──────── Input records ────────

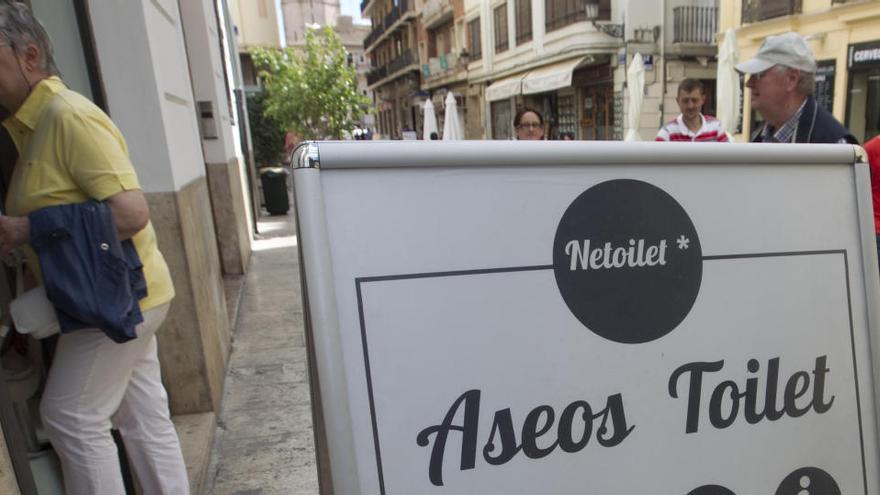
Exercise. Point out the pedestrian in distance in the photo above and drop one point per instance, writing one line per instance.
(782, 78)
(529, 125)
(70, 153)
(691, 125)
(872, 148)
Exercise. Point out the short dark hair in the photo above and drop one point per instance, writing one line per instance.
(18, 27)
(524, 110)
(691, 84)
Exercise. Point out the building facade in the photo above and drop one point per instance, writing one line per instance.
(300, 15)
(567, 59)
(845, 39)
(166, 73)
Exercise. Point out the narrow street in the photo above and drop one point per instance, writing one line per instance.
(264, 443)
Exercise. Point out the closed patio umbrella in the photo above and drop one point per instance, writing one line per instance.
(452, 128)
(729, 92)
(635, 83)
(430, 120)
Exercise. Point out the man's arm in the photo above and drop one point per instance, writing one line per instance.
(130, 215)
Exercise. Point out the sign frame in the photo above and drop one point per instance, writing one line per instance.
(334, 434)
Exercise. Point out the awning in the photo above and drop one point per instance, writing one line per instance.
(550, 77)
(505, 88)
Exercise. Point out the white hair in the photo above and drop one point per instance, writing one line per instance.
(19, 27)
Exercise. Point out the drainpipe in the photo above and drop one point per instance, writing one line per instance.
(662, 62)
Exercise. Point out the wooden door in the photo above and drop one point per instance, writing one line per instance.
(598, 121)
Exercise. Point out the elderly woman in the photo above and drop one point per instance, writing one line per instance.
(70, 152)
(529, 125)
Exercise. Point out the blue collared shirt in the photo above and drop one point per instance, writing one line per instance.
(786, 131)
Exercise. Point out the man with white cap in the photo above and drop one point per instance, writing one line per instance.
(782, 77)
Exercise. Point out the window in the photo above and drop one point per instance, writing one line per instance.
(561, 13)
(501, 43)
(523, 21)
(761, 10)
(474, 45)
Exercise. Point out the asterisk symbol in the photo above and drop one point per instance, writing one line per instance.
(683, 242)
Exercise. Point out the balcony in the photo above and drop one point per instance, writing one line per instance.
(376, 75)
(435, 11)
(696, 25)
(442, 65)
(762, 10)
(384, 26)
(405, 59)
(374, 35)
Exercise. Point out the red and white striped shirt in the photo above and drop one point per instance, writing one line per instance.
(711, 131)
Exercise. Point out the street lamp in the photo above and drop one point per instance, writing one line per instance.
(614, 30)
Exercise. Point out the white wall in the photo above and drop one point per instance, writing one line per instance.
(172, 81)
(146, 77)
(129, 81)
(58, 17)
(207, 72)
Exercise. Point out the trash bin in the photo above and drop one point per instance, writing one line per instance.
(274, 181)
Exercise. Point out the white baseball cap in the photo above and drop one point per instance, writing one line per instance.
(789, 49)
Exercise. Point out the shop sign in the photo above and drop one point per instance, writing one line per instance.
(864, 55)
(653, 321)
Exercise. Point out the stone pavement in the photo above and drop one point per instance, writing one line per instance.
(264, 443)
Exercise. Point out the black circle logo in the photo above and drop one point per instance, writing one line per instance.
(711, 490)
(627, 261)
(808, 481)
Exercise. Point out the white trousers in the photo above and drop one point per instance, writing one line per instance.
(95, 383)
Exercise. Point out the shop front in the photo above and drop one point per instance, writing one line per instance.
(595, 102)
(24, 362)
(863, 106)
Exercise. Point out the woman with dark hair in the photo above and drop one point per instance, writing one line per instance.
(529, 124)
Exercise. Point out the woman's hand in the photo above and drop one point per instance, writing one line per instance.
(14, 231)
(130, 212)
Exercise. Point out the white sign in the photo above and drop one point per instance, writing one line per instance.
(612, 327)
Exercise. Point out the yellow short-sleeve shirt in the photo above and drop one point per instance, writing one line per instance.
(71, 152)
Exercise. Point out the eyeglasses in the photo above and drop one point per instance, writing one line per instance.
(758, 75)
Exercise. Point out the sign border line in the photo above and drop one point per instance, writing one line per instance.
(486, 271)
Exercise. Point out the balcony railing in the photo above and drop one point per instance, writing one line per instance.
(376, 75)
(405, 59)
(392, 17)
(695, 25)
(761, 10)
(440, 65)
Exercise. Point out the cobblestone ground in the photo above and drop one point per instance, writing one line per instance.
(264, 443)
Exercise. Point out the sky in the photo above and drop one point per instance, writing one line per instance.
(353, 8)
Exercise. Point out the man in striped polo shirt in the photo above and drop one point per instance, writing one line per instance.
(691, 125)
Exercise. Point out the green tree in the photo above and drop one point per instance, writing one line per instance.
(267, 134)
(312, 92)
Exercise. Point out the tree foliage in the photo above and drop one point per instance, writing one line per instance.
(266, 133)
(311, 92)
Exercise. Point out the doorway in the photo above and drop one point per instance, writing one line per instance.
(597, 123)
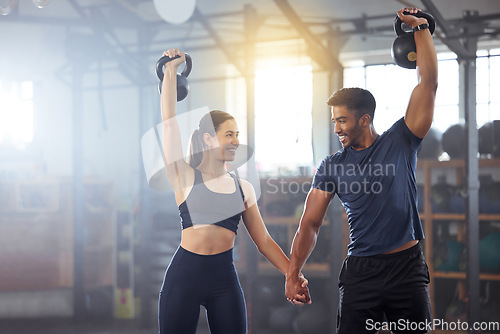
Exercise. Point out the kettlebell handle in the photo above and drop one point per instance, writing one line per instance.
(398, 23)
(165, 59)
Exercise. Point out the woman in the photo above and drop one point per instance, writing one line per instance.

────────
──────── Input records ────────

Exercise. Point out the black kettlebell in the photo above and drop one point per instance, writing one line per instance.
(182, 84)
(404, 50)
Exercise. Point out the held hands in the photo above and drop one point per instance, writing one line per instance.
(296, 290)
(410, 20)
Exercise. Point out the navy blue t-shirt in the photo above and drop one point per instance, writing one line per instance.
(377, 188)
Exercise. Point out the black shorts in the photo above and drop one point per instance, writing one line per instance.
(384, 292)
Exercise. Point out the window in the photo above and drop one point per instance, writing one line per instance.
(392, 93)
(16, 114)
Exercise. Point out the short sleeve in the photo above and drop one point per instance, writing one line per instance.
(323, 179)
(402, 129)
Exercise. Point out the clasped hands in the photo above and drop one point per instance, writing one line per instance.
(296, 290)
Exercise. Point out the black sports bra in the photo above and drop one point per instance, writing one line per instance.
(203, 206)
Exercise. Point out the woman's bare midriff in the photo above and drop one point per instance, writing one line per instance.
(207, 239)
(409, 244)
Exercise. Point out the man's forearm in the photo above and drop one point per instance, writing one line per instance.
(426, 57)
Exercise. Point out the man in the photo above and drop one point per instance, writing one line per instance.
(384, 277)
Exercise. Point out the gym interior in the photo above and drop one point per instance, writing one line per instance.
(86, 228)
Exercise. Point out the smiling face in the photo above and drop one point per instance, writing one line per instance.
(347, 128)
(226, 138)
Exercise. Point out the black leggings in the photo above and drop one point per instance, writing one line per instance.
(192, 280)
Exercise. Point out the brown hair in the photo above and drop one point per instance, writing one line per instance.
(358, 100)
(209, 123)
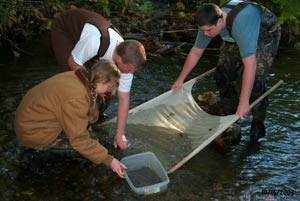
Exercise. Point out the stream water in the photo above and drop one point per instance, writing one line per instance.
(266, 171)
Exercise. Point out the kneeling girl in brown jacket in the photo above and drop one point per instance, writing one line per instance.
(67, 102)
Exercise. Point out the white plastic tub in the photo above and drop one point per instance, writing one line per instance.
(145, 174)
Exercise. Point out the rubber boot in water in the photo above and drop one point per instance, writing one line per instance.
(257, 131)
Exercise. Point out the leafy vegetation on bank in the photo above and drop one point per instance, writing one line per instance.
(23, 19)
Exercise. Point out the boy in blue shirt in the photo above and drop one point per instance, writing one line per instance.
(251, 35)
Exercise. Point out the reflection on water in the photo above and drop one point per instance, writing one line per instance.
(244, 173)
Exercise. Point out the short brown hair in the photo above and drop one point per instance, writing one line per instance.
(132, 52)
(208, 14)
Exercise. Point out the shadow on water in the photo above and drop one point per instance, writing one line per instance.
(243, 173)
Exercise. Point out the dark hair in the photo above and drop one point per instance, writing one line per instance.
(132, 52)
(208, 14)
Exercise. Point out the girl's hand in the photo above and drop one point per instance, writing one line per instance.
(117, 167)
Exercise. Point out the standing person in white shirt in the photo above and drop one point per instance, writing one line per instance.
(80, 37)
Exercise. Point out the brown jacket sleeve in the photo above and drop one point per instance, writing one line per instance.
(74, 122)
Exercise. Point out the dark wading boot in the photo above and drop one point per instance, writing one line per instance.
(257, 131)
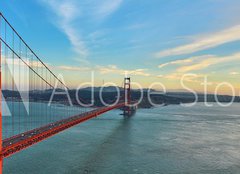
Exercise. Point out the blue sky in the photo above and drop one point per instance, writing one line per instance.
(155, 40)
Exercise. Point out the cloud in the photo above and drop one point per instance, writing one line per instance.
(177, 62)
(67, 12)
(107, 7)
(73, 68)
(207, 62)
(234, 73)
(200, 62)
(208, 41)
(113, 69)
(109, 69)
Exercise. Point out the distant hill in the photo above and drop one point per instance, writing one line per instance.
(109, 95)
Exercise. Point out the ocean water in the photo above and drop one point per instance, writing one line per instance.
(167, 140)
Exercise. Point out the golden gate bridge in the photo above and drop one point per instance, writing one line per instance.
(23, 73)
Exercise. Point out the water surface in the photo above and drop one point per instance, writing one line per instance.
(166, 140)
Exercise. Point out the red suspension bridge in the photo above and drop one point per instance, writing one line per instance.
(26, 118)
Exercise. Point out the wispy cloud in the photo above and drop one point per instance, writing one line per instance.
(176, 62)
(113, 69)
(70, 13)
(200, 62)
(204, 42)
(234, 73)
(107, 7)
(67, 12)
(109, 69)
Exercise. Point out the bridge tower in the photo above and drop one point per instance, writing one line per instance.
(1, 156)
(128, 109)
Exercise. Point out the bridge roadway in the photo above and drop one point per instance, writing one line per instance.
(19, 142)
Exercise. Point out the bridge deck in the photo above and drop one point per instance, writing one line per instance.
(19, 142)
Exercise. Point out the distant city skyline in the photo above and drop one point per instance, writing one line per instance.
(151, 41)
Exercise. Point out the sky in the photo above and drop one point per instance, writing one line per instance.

────────

### What needs to be done
Retype the lines above exactly as they appear, from the line containing "Exercise. Point out the man in striped" through the line containing "Exercise. Point out the woman in", and leave out any pictures.

### Your response
Exercise. Point out the man in striped polo shirt in the photo above and drop one point per instance, writing one line per instance.
(691, 125)
Exercise. Point out the green tree in the photo above and drop one point per instance, writing one line per instance.
(267, 134)
(312, 92)
Exercise. Point out the tree foliage in the photo above and drop one point per instance, writing one line per instance.
(266, 133)
(311, 92)
Exercise. Point out the doorway in the photo above and drop one point per instance, writing one line per instance.
(597, 123)
Exercise. Point out the kettlebell handle in the photo above and drop one point per instance, writing one line per instance.
(398, 23)
(165, 59)
Exercise. Point out the woman in the photo above and drop one point per instance, writing one line per instance.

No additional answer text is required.